● **Location identification entries**
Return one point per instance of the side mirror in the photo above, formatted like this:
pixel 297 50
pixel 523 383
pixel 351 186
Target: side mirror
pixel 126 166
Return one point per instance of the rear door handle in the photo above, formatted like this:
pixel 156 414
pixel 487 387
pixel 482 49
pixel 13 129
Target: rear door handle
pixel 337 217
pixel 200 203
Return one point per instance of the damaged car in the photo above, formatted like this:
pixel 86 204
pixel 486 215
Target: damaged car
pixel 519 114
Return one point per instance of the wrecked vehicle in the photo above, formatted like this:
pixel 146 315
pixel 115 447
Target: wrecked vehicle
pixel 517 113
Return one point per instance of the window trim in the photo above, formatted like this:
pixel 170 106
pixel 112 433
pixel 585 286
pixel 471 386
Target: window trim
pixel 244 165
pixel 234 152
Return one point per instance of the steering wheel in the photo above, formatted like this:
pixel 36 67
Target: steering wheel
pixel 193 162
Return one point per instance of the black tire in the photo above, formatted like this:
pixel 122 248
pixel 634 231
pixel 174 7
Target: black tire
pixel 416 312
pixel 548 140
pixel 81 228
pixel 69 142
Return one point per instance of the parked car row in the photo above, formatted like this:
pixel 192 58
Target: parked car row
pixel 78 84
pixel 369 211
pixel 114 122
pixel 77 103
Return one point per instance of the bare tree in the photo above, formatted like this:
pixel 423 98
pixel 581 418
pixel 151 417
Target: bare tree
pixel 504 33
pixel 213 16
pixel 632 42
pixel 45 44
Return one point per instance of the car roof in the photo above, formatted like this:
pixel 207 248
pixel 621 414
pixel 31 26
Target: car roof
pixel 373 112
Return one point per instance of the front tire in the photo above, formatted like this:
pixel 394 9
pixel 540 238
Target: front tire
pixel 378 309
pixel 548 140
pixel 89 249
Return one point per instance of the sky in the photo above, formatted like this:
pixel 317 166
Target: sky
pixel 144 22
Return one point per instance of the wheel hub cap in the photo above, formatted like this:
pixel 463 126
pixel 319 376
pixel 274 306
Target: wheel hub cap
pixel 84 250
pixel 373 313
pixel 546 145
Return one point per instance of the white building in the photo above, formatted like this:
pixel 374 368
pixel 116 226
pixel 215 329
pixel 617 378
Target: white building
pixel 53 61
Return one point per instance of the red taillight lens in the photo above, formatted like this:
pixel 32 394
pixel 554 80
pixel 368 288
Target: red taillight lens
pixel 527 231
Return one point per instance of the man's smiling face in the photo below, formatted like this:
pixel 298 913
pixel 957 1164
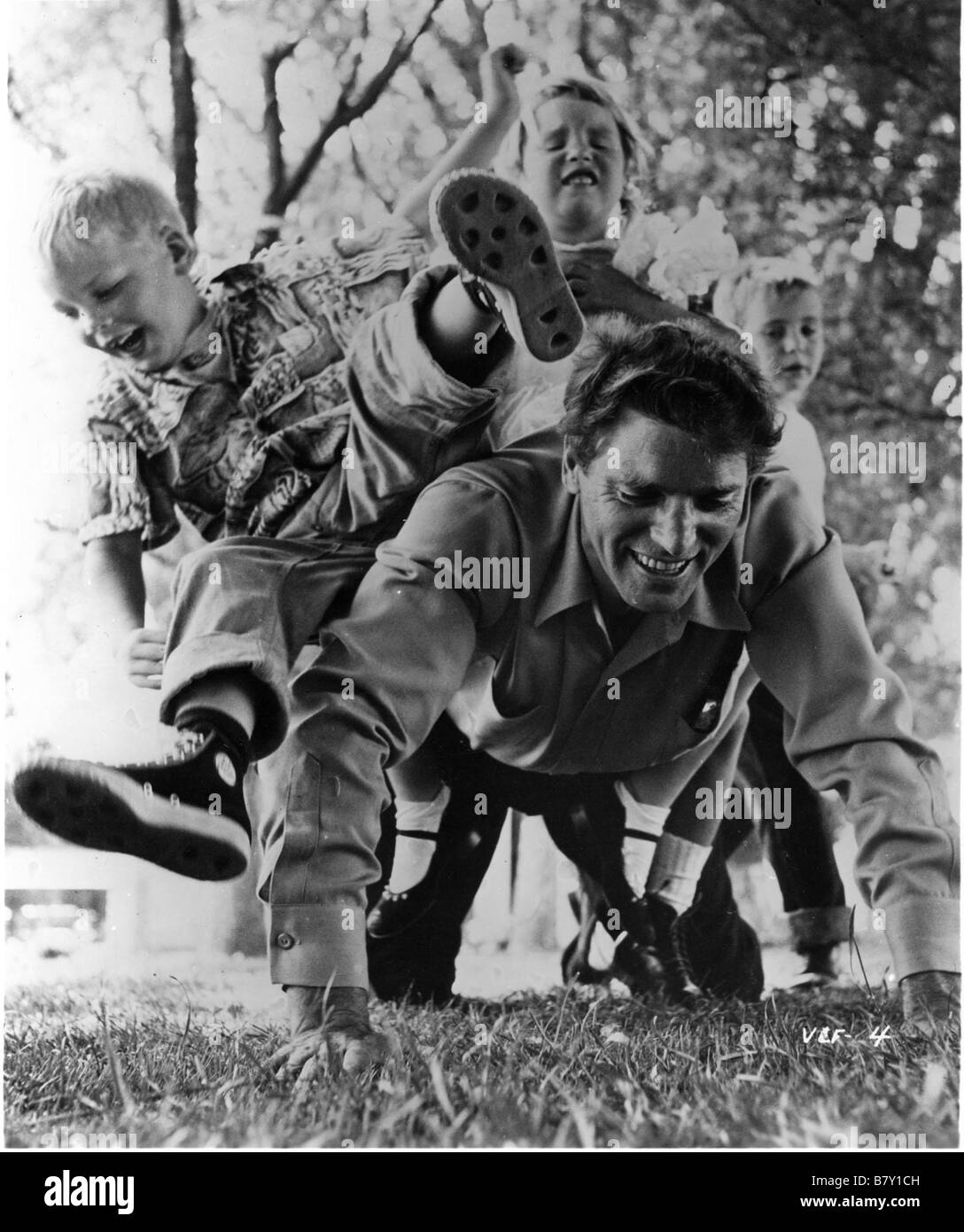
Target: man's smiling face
pixel 655 514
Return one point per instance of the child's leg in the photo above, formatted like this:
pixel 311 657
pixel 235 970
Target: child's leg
pixel 421 799
pixel 689 830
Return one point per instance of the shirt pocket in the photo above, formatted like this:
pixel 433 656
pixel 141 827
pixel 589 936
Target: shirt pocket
pixel 704 717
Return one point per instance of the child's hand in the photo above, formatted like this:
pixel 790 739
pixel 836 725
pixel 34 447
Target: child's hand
pixel 499 69
pixel 141 656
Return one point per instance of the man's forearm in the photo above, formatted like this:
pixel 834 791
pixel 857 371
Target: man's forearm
pixel 851 729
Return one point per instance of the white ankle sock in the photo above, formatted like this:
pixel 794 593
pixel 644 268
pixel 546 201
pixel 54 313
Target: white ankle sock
pixel 675 872
pixel 643 828
pixel 413 855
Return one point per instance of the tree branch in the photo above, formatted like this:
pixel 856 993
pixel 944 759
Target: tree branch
pixel 185 116
pixel 346 110
pixel 363 175
pixel 272 127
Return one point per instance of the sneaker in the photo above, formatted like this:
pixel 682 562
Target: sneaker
pixel 498 237
pixel 185 814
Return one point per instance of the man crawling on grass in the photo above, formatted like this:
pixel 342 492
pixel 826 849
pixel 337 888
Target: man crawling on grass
pixel 667 573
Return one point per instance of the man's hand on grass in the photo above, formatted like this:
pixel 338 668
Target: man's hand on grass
pixel 141 656
pixel 931 1001
pixel 330 1030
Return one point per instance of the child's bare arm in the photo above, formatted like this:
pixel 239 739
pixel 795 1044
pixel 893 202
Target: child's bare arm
pixel 479 144
pixel 114 583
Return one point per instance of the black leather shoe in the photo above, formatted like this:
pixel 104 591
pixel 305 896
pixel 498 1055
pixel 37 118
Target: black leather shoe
pixel 185 814
pixel 670 947
pixel 395 913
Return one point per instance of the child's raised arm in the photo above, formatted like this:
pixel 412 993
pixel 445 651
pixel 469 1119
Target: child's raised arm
pixel 479 144
pixel 114 581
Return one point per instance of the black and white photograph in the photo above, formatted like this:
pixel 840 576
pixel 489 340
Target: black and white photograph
pixel 483 637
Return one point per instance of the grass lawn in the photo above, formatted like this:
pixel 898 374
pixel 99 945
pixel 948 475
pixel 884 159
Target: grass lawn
pixel 183 1064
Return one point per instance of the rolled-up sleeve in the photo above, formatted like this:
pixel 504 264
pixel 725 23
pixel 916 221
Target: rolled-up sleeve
pixel 119 499
pixel 849 727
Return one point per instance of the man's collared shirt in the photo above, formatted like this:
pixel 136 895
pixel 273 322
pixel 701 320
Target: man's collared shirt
pixel 534 682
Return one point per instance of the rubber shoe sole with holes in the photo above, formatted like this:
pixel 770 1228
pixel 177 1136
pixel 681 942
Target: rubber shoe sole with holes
pixel 190 820
pixel 495 233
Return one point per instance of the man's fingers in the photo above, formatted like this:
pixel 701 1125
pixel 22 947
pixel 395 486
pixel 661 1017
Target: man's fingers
pixel 318 1049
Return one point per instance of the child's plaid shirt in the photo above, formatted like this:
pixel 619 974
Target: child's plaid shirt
pixel 239 433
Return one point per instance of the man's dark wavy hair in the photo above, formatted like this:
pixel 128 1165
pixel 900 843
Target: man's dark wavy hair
pixel 671 373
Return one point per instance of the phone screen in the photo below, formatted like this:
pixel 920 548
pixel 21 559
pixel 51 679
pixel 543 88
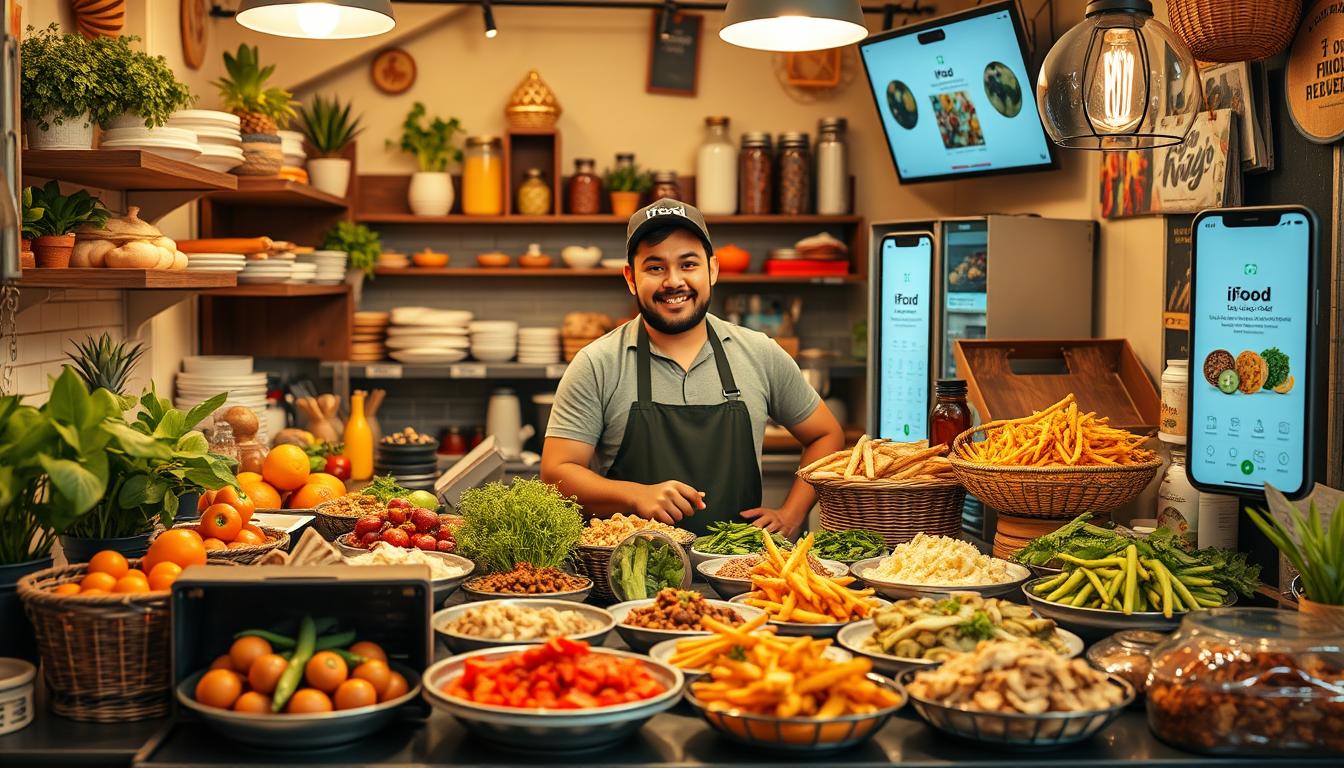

● **Problem to work on**
Please write out all the rows above again, switching each "formatted like this" to "in this format" and changing nothing else. Leave the pictures out of your copy.

● **Completed exercise**
Return one point per instance of the side mirror in the photo above, in this format:
pixel 297 50
pixel 523 383
pixel 351 186
Target: side mirror
pixel 126 166
Return one point per instance of the rear door handle in the photo above, in this format:
pixel 156 414
pixel 487 387
pixel 482 49
pixel 13 129
Target: rear door handle
pixel 337 217
pixel 200 203
Return one point per instance of the damaged car in the photo above, in this format:
pixel 86 204
pixel 486 215
Target: damaged car
pixel 519 114
Return one point per instance of the wrecked vehicle in the photo above, in this format:
pixel 146 315
pixel 115 447
Target: wrecked vehicle
pixel 517 113
Return one point per instance of the window trim in the photo above, in this format:
pixel 170 106
pixel 112 433
pixel 585 286
pixel 471 386
Target: window trim
pixel 244 165
pixel 234 152
Return one point per instance of the steering wheel in the photo above, in this format:
pixel 36 67
Target: steering wheel
pixel 193 162
Return one point per instance of the black tire in the photo above, in this format:
pixel 122 248
pixel 634 231
pixel 174 7
Target: black tire
pixel 416 312
pixel 548 140
pixel 81 228
pixel 69 142
Return one point per instance of the parked car row in the photo above, in this format:
pixel 192 58
Target: parked car row
pixel 78 84
pixel 369 211
pixel 114 122
pixel 77 103
Return one point per instance of the bare tree in the photo above, in this format:
pixel 423 98
pixel 581 418
pixel 151 417
Target: bare tree
pixel 504 33
pixel 213 16
pixel 632 42
pixel 45 44
Return one point per instance of the car roof in the photo above, in this format:
pixel 207 248
pixel 621 414
pixel 31 26
Target: car roof
pixel 373 112
Return one point per instance of the front tire in the photo above, in this format:
pixel 394 9
pixel 540 238
Target: front tire
pixel 378 309
pixel 548 140
pixel 89 249
Return one point per instance of the sky in the photo above, in this format:
pixel 317 166
Target: sky
pixel 144 22
Return one point per instance of the wheel hub cap in the photo above, in this format:
pixel 463 126
pixel 319 376
pixel 274 306
Target: wheel hub cap
pixel 84 250
pixel 373 313
pixel 546 145
Return one point per instance of the white building in the photo above, in this format:
pixel 374 368
pixel 116 226
pixel 215 329
pixel 617 378
Target: white building
pixel 53 61
Return one point per instance of the red taillight lens in the photo above, in this format:
pixel 32 394
pixel 554 80
pixel 368 288
Target: red taillight lens
pixel 527 231
Return one point per instance of the man's smiling face in the photo below, in this format:
pixel 298 913
pixel 957 1164
Target: man's smiling face
pixel 655 514
Return one point per instance of the child's leg in the photo above, in this format:
pixel 311 657
pixel 235 970
Target: child's leg
pixel 421 799
pixel 689 830
Return one point per instance of the shirt pocket in the photo above, in this format:
pixel 433 656
pixel 141 827
pixel 589 936
Target: shirt pocket
pixel 704 717
Return one point per instance of the child's hand in the photo above, in this format:
pixel 790 739
pixel 836 725
pixel 34 447
Target: child's hand
pixel 499 69
pixel 141 656
Return one point per instance of the man's forearm in the photo above, in this format:
pixel 834 791
pixel 857 371
Target: man's forearm
pixel 851 729
Return one point per instance of the white ankle sock in the photo above, in this format:
pixel 794 593
pixel 644 268
pixel 546 201
pixel 54 313
Target: white ankle sock
pixel 675 872
pixel 643 828
pixel 413 855
Return one point per instance of the tree branch in the photo above, in this format:
pixel 856 993
pixel 944 759
Target: tree branch
pixel 185 116
pixel 346 110
pixel 363 175
pixel 272 127
Return one point per instance of the sneaker in the photo above, in this format:
pixel 682 562
Target: sneaker
pixel 498 237
pixel 185 814
Return one point per instance of the man crawling on grass in the photo above, in this format:
pixel 342 492
pixel 826 849
pixel 337 888
Target: man crawling on grass
pixel 667 573
Return one point per instance of the man's hand on grass in the photo above, in this format:
pixel 338 668
Target: man's hand on grass
pixel 141 656
pixel 931 1001
pixel 330 1030
Return one point per instance of the child's bare arm in the photo above, in this format:
pixel 239 739
pixel 795 1044
pixel 893 202
Target: child's bare arm
pixel 479 144
pixel 114 583
Return one point per instance of the black leather shoe in the photo above, in this format:
pixel 104 591
pixel 305 896
pixel 498 1055
pixel 37 118
Target: black leather shoe
pixel 185 814
pixel 670 947
pixel 395 913
Return one point per instance of the child's raised arm in the photo above, in this format:
pixel 412 993
pixel 445 651
pixel 469 1119
Target: child's raised arm
pixel 479 144
pixel 114 581
Return one point per instance of the black and white photograph in the photo above, in this format:
pixel 840 576
pixel 489 340
Target: black and white photograph
pixel 483 637
Return one point per instance of the grass lawn in the photo above, in this format:
pixel 898 374
pixel 99 945
pixel 948 475
pixel 884 159
Target: grass lawn
pixel 183 1064
Return one point per instance of the rolled-up sleeve in the photo above, in this format:
pixel 504 264
pixel 725 23
pixel 916 221
Target: rolled-up sleeve
pixel 119 499
pixel 849 727
Return one point per instance of the man's collared shirt in the photo above, in this format:
pixel 136 895
pixel 273 322
pixel 701 320
Target: man's collared shirt
pixel 534 682
Return one point per instance of the rubber shoe sole with holes in the photo above, in this format:
pixel 770 1228
pixel 177 1136
pixel 681 942
Target: rubber shoe sole with holes
pixel 190 820
pixel 495 233
Return one point per instance of the man's fingers in the photo above, in this format:
pixel 701 1125
pixel 22 947
pixel 395 486
pixel 661 1017
Target: man's fingers
pixel 318 1049
Return one point per instance of the child's plaid shirt in the photo above, in this format:
pixel 619 974
Target: child's plaid shirt
pixel 239 433
Return one point per instance of the man's dark wavy hair in the photo above, in this format:
pixel 128 1165
pixel 900 843
Target: man's dark wavy hair
pixel 671 373
Return one point per instance of the phone screen in the photo below, in this format:
pixel 920 548
pixel 21 559
pixel 51 679
pixel 543 88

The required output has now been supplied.